EXERCISE BRIEF: Would you transcribe each entry that follows word for word, minus the images?

Text-to-region grounding data:
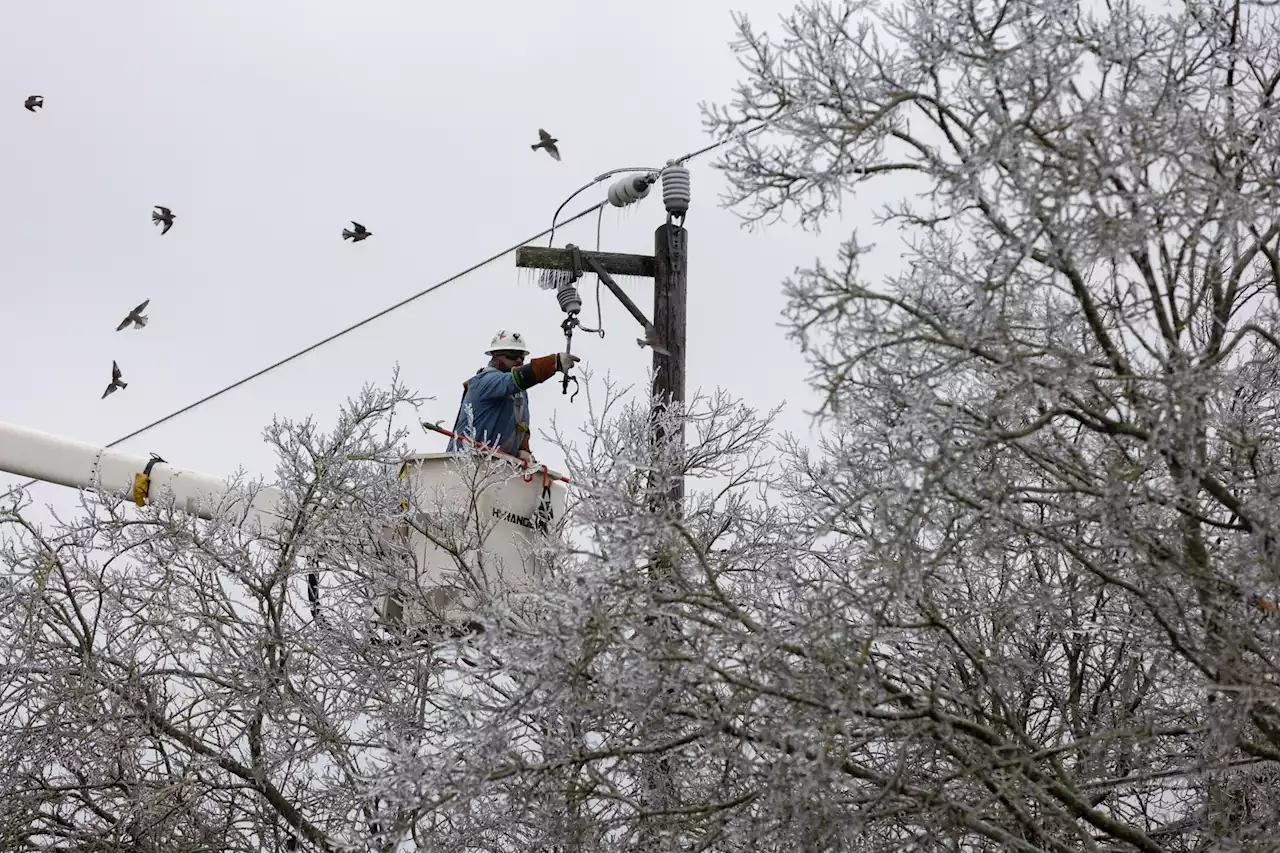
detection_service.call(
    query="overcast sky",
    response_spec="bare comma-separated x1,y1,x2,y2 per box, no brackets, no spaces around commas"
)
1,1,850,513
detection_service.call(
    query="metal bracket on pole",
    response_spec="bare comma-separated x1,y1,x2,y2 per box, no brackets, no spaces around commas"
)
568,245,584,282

ANSWER BOX:
detection_service.call(
    query="overcast sky",
    response_spec="bare comma-separated x1,y1,x2,y2 per box, no brackets, no spaces around commas"
)
1,1,850,513
detection_service.call(
    query="metal bracket on pole",
    response_spec="bare comma-separated x1,y1,x2,y2 per box, no brackets, no spaces around commas"
)
568,245,584,282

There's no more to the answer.